# What is needed
Write out each entry again. Keep every word exactly as it is.

# # # # #

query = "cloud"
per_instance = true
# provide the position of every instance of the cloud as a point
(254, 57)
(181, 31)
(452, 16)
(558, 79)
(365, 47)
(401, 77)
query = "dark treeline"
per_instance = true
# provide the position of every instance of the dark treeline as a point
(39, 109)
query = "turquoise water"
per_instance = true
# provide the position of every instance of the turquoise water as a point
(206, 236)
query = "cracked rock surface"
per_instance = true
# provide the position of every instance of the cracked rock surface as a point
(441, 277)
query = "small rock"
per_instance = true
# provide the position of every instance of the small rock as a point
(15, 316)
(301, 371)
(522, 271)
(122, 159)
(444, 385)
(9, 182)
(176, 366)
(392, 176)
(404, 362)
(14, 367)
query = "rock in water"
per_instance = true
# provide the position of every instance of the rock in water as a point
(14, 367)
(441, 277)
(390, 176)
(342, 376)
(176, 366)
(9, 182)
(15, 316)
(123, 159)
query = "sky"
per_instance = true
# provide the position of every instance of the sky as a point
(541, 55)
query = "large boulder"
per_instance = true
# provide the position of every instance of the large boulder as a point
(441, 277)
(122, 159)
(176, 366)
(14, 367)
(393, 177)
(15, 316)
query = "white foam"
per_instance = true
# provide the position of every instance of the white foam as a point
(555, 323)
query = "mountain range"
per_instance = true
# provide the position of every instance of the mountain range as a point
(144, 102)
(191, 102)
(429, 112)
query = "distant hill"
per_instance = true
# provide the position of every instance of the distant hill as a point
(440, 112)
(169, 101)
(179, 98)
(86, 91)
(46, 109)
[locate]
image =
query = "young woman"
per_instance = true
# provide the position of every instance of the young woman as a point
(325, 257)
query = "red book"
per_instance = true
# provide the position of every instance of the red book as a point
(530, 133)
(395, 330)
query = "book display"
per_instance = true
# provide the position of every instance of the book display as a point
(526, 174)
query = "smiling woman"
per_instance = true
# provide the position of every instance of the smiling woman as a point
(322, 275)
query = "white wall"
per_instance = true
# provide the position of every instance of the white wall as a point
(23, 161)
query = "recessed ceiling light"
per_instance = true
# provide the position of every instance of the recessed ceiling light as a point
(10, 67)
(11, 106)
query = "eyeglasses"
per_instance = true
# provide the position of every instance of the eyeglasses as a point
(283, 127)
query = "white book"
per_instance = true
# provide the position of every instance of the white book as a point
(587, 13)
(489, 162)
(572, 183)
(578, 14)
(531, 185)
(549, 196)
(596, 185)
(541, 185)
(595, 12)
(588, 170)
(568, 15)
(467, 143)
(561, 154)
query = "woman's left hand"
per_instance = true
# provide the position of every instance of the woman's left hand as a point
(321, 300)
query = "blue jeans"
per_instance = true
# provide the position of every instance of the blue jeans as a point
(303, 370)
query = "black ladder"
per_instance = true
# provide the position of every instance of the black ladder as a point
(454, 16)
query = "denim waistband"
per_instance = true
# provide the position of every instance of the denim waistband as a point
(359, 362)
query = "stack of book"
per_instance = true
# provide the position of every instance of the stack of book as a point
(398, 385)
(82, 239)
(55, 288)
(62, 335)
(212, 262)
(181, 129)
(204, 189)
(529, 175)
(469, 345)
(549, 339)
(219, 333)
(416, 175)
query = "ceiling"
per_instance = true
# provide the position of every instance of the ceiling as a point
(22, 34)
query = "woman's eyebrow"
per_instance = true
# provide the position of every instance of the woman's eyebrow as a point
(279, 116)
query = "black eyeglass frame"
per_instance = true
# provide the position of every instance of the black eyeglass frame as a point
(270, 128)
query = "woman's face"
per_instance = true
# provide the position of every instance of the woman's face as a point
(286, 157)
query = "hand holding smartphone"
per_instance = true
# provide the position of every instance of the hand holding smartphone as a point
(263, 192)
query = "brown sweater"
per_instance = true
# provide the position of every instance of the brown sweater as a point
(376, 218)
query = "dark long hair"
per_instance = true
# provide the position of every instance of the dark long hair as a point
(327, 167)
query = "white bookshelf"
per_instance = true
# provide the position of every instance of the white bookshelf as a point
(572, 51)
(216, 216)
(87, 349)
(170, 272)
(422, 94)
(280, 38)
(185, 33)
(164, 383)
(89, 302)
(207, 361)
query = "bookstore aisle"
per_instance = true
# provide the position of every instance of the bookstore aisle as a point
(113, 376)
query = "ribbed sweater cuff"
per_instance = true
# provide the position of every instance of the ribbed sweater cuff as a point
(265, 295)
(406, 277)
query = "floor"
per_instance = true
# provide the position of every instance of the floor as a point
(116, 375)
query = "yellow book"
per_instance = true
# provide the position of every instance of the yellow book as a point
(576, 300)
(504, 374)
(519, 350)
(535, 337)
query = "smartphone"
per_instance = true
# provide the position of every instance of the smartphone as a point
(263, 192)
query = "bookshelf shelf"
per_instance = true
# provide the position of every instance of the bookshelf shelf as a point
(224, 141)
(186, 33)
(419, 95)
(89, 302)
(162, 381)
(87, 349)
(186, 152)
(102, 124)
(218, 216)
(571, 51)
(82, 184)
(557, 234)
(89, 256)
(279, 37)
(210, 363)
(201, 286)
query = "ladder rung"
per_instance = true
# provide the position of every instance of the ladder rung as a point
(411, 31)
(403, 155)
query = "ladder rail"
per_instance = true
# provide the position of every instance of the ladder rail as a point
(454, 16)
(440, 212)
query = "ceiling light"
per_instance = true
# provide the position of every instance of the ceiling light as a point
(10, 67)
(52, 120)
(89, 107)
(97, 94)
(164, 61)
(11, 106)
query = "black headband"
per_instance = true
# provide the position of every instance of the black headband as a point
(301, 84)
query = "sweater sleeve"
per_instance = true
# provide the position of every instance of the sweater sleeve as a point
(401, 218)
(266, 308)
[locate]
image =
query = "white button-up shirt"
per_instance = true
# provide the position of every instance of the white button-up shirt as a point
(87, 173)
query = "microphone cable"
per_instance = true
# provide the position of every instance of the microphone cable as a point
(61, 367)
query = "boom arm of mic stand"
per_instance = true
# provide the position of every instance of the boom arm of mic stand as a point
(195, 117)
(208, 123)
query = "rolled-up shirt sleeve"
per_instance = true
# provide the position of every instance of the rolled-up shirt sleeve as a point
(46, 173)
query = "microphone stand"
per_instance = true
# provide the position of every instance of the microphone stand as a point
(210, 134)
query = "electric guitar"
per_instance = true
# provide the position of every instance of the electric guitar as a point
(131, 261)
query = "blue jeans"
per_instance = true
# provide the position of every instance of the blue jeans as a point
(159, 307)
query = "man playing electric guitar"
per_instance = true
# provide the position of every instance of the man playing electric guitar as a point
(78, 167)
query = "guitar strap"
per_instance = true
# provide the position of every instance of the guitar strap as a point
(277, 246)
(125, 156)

# # # # #

# Response area
query = "cloud"
per_instance = true
# provide the position of every instance of the cloud as a point
(254, 57)
(181, 31)
(452, 16)
(558, 79)
(365, 47)
(401, 77)
query = "dark treeline"
per_instance = true
# provide the position of every instance of the dark treeline as a point
(39, 109)
query = "turquoise water"
per_instance = true
# provide the position of every instance of the turquoise water as a point
(206, 236)
query = "cracked rock surface"
per_instance = true
# provide the position of every instance of the cracked rock surface as a point
(441, 277)
query = "small rock"
per_instance = true
# provide the position of every instance of the small rock as a point
(15, 316)
(301, 371)
(522, 271)
(122, 159)
(444, 385)
(9, 182)
(176, 366)
(392, 176)
(404, 362)
(14, 367)
query = "rock in water"
per_instance = true
# provide the position of every instance of the rock in water as a point
(14, 367)
(441, 277)
(390, 176)
(342, 376)
(176, 366)
(9, 182)
(15, 316)
(123, 159)
query = "sky"
per_instance = true
# provide the position of every instance of the sky as a point
(541, 55)
query = "large boulder"
per_instance = true
# provide the position of every instance of the large boulder as a point
(441, 277)
(122, 159)
(176, 366)
(14, 367)
(393, 177)
(15, 316)
query = "white foam"
per_instance = true
# provide the position of every instance of the white foam as a point
(555, 323)
query = "mountain range"
per_instance = true
# provide the position of every instance of the mountain range as a point
(144, 102)
(191, 102)
(429, 112)
query = "distant hill"
per_instance = true
# provide the position of every instance of the distant hill as a point
(440, 112)
(169, 101)
(179, 98)
(86, 91)
(46, 109)
[locate]
image =
query = "young woman"
per_instance = true
# provide the position of every instance of the young woman as a point
(325, 257)
query = "red book"
per_instance = true
# provide the position of every instance of the red book as a point
(530, 133)
(395, 330)
query = "book display"
per_instance = true
# provide the position of every instance of the book display as a point
(526, 174)
query = "smiling woman"
per_instance = true
# provide the position of every instance of the smiling woman as a point
(322, 275)
query = "white wall"
per_instance = true
# provide the position of every instance of the white wall as a point
(23, 161)
query = "recessed ceiling light"
per_instance = true
# provide the position of every instance of the recessed ceiling light as a point
(10, 67)
(11, 106)
query = "eyeglasses"
per_instance = true
# provide the position of every instance of the eyeglasses as a point
(283, 127)
query = "white book"
per_instance = true
# provide the position of every instance of the white book as a point
(587, 13)
(489, 162)
(572, 183)
(578, 14)
(531, 185)
(549, 196)
(596, 185)
(541, 185)
(595, 12)
(588, 170)
(568, 15)
(467, 143)
(561, 154)
query = "woman's left hand"
per_instance = true
# provide the position of every instance of the woman's left hand as a point
(321, 300)
query = "blue jeans"
per_instance = true
# provide the position of every instance of the blue jeans as a point
(303, 370)
query = "black ladder"
per_instance = true
# provide the position of every instance of the black ladder as a point
(454, 16)
query = "denim waistband"
per_instance = true
# provide the position of every instance of the denim waistband as a point
(359, 362)
query = "stack of book"
per_instance = true
# provide the position of every instance of the stack of book as a point
(398, 385)
(82, 239)
(55, 288)
(62, 335)
(212, 262)
(181, 129)
(204, 189)
(529, 175)
(469, 345)
(549, 339)
(219, 333)
(416, 175)
query = "ceiling"
per_instance = true
# provide the position of every instance of the ceiling as a point
(22, 34)
query = "woman's eyebrow"
per_instance = true
# provide the position of every instance of the woman's eyebrow as a point
(279, 116)
query = "black eyeglass frame"
per_instance = true
# provide the position of every instance of the black eyeglass frame as a point
(270, 128)
query = "woman's face"
per_instance = true
# provide the position of every instance of the woman's face as a point
(286, 157)
query = "hand holding smartphone"
per_instance = true
# provide the position of every instance of the hand holding smartphone as a point
(263, 192)
query = "brown sweater"
per_instance = true
# provide the position of every instance of the brown sweater as a point
(376, 218)
query = "dark long hair"
per_instance = true
# provide the position of every instance of the dark long hair as a point
(327, 167)
query = "white bookshelf"
per_instance = true
# provide the position of every instance of the white bookshelf as a point
(572, 51)
(216, 216)
(87, 349)
(170, 272)
(422, 94)
(280, 38)
(185, 33)
(164, 383)
(89, 302)
(207, 361)
query = "bookstore aisle"
per_instance = true
# provide the position of every instance of the bookstore aisle as a point
(113, 376)
query = "ribbed sweater cuff"
per_instance = true
# provide the position of every instance of the ribbed sweater cuff as a point
(265, 295)
(406, 277)
query = "floor"
per_instance = true
# provide the position of every instance of the floor as a point
(116, 375)
query = "yellow book"
per_instance = true
# provide the position of every instance of the yellow book as a point
(576, 300)
(504, 374)
(519, 350)
(535, 337)
query = "smartphone"
per_instance = true
# provide the position of every instance of the smartphone as a point
(263, 192)
query = "bookshelf shelf"
per_instance = true
# provide the position of every instance of the bookshelf shelf as a point
(224, 141)
(186, 33)
(419, 95)
(89, 302)
(162, 381)
(87, 349)
(186, 152)
(102, 124)
(218, 216)
(571, 51)
(82, 184)
(557, 234)
(89, 256)
(279, 37)
(210, 363)
(201, 286)
query = "ladder rung"
per_instance = true
# provide the position of every instance of the ladder rung as a point
(411, 31)
(403, 155)
query = "ladder rail"
per_instance = true
# provide the position of every instance of the ladder rail as a point
(454, 16)
(440, 212)
query = "ceiling light"
per_instance = true
# provide the position of every instance of the ceiling light as a point
(10, 67)
(52, 120)
(89, 107)
(97, 94)
(164, 61)
(11, 106)
query = "black headband"
per_instance = true
# provide the position of every instance of the black headband as a point
(301, 84)
query = "sweater sleeve"
per_instance = true
# provide the position of every instance of the sweater sleeve as a point
(401, 218)
(266, 308)
[locate]
image =
query = "white button-up shirt"
per_instance = true
# provide the position of every instance of the white button-up shirt as a point
(87, 173)
query = "microphone cable"
per_instance = true
# provide the position of every instance of the microphone cable as a point
(61, 367)
query = "boom arm of mic stand"
per_instance = true
# provide the position of every instance of the boom arm of mic stand as a point
(195, 117)
(208, 123)
query = "rolled-up shirt sleeve"
per_instance = true
# provide the position of every instance of the rolled-up shirt sleeve as a point
(46, 173)
query = "microphone stand"
per_instance = true
# provide the position of every instance of the microphone stand as a point
(210, 134)
query = "electric guitar"
per_instance = true
# provide the position of every instance of the electric guitar as a point
(131, 261)
query = "blue jeans"
per_instance = true
# provide the position of every instance of the blue jeans as a point
(159, 307)
query = "man playing electric guitar"
per_instance = true
# provide the position of every instance of the man playing electric guitar as a point
(78, 167)
query = "guitar strap"
per_instance = true
# provide the position of every instance of the guitar strap as a point
(277, 246)
(125, 156)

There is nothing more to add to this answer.